-- begin MATERIAL PROVIDED --

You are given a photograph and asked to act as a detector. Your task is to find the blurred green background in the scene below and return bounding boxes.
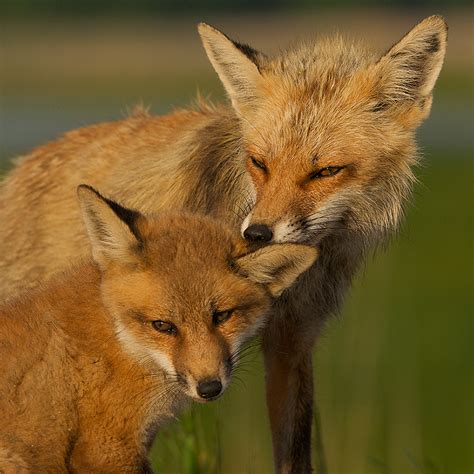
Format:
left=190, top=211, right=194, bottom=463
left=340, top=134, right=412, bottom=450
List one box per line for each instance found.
left=0, top=0, right=474, bottom=474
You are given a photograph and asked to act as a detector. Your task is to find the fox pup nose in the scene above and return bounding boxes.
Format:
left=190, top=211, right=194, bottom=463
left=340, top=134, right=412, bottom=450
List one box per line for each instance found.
left=244, top=224, right=273, bottom=242
left=197, top=380, right=222, bottom=399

-- end MATERIAL PROVIDED --

WORK TO DO:
Will you return, word for word, the stretch of lines from the very first one through the line containing "left=0, top=0, right=474, bottom=474", leaving the pictures out of your answer?

TASK OUTPUT:
You are given a photograph and asked to act as a detector. Your task is to find the blurred green background in the scene below and return bounding boxes.
Format:
left=190, top=211, right=194, bottom=463
left=340, top=134, right=412, bottom=450
List one box per line for each instance found.
left=0, top=0, right=474, bottom=474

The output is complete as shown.